● **What the task requires**
Please print every record below exactly as written, leaving out the pictures.

[Saved data entries]
◆ ◆ ◆ ◆
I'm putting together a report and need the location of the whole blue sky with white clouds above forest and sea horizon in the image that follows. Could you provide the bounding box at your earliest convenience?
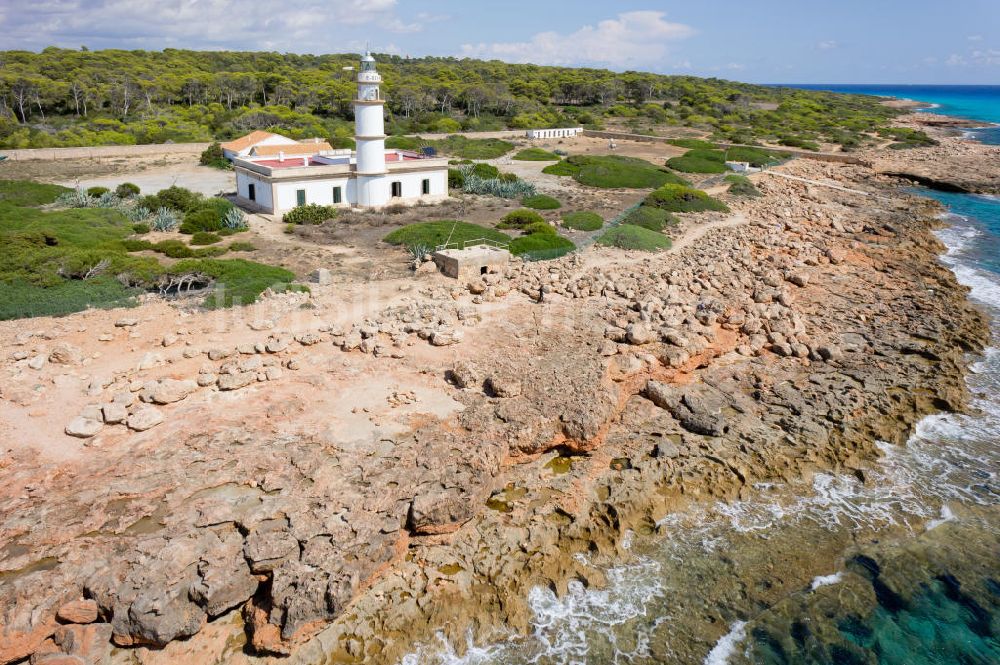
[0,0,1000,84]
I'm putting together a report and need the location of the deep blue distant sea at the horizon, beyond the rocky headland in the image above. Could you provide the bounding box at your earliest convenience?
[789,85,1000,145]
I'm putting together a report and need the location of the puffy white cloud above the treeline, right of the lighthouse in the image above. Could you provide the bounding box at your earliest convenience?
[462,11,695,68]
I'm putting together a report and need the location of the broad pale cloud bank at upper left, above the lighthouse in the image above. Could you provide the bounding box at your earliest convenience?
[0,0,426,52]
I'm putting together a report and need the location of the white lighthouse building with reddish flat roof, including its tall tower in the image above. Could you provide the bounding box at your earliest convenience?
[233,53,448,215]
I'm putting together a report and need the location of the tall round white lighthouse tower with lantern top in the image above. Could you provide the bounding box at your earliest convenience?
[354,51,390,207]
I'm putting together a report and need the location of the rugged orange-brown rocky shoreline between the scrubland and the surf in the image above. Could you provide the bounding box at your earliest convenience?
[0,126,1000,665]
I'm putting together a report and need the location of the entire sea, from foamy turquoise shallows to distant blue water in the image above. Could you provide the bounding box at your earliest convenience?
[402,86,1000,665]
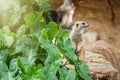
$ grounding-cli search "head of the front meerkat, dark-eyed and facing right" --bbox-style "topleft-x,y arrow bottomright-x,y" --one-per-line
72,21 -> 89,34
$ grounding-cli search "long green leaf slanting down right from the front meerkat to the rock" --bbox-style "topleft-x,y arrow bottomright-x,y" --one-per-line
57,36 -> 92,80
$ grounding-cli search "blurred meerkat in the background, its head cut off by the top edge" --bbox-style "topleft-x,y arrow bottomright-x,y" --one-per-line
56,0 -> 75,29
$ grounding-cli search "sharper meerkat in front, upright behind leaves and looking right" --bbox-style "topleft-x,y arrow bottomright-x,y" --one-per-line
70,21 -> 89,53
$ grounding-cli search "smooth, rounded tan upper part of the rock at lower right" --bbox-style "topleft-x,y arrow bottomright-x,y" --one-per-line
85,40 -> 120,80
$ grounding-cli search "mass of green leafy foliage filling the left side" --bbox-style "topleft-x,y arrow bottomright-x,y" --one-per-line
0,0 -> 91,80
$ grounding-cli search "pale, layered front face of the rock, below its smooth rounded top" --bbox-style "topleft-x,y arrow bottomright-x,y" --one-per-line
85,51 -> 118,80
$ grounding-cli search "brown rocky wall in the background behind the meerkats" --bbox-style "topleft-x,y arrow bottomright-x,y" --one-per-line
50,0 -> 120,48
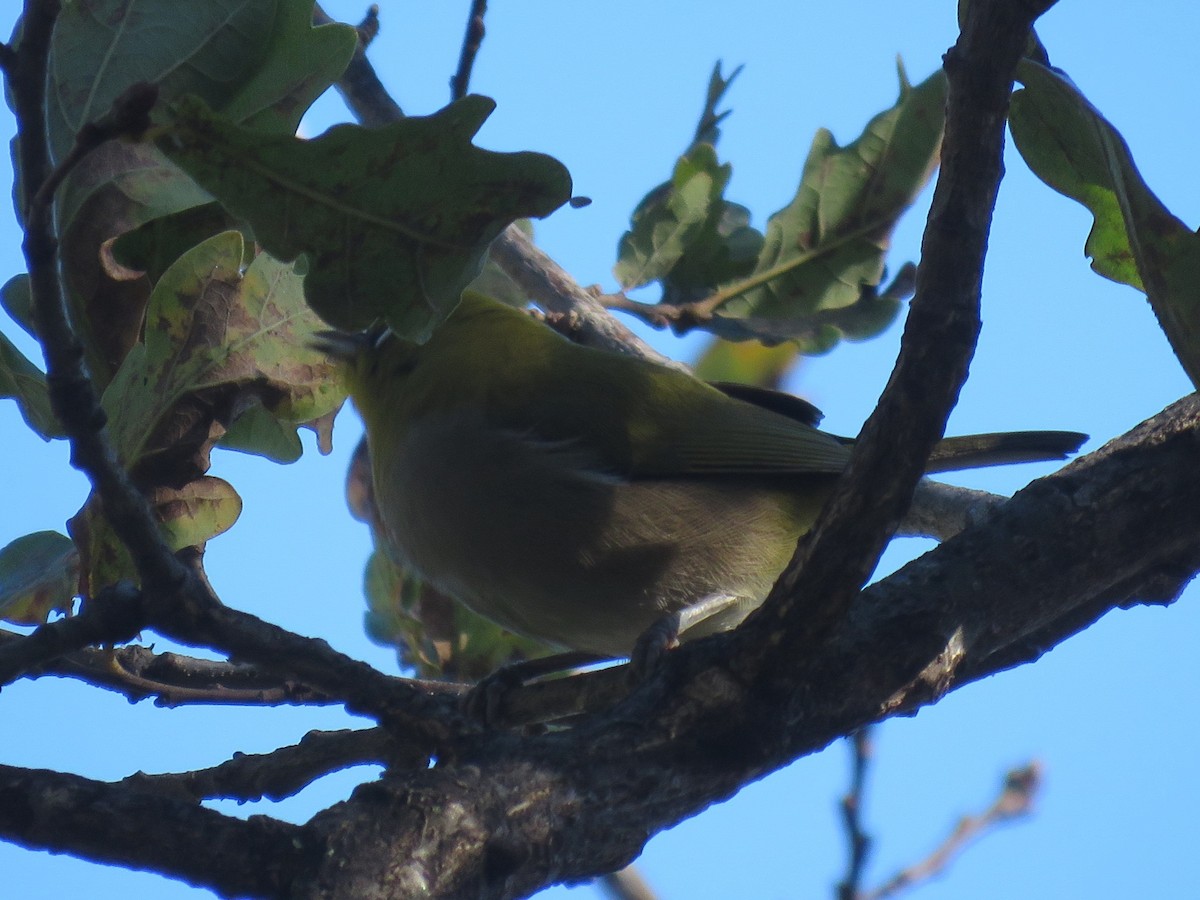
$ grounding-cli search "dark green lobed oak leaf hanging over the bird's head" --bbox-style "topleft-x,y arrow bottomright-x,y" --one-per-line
◆ ◆ ◆ ◆
● **Written solution**
I'm putting together a report and need the location of the whole blue sky with white clouds above forest and sea horizon in the image that follows. Could you provide the bounding box at your earliest convenience?
[0,0,1000,84]
I'm putting together a report and need the location of the deep blue distant sea at the horizon, beyond the rocky headland in the image above. Could you provide the bounding box at your earliest convenience?
[789,85,1000,145]
I'm putting together a report and need the location of the puffy white cloud above the treeline, right of the lighthouse in the image above. Could you provide the bounding box at your earliest convenience?
[462,11,695,68]
I'm putting together a report and need the location of the broad pale cloud bank at upper left, above the lighthouse in the image above. Could you provide the bounding box at your earliest convenience?
[0,0,426,52]
I'm putting together a report and need the location of the white lighthouse building with reddish flat roof, including its tall tower in the image above. Could you provide the bounding box at your earliest convenience?
[233,53,448,215]
I'm putting together a report and need the location of the tall round white lighthouse tower with lantern top in the image above. Could you provide the bounding box at your earliest convenience?
[354,51,390,207]
I'm putting together a report and need the location of the rugged orange-brown rocky shoreline between the scrubland and the surf in the image above. Could you provide the bounding box at your earliest convenience?
[0,126,1000,665]
I'm putting together a report and need the location of the entire sea, from foamy turquoise shallows to distant blue water in the image above. Could you provide the bounding box at your earliest convenience?
[402,86,1000,665]
$ grounding-cli search "head of the front meerkat, dark-eyed and facing right" --bbox-style "topleft-x,y arrow bottomright-x,y" --one-per-line
72,21 -> 89,34
$ grounding-cli search "long green leaf slanting down right from the front meerkat to the rock" --bbox-style "topleft-x,y arrow bottomright-x,y" --one-per-line
57,36 -> 92,80
$ grounding-cli search "blurred meerkat in the background, its head cut off by the top edge" --bbox-style "topleft-x,y arrow bottomright-x,y" --one-per-line
56,0 -> 75,29
$ grounding-cli search "sharper meerkat in front, upright behind leaves and looking right" --bbox-style "topleft-x,y arrow bottomright-x,y" --one-per-line
70,21 -> 89,53
$ grounding-cli search "smooth, rounded tan upper part of the rock at lower right" --bbox-style "topleft-x,y arrow bottomright-x,y" --one-per-line
85,40 -> 120,80
$ grounding-cli search "mass of green leafy foliage filling the left side" --bbox-style "topleft-x,y arrow bottomright-x,y" --one-per-line
0,0 -> 91,80
$ grounding-cli search "pale, layered front face of the rock, below its smooth rounded top" --bbox-style "topleft-x,y arrow bottomright-x,y" --one-per-line
85,51 -> 118,80
$ grounding-cli search "brown rocky wall in the background behind the meerkats" --bbox-style "topleft-x,y arrow bottomright-x,y" --one-per-line
50,0 -> 120,48
$ grounding-cli search "dark green lobed oak leaf hanging over the bird's head" --bbox-style "topleft-x,y arrow bottomright-x,y" --one-per-line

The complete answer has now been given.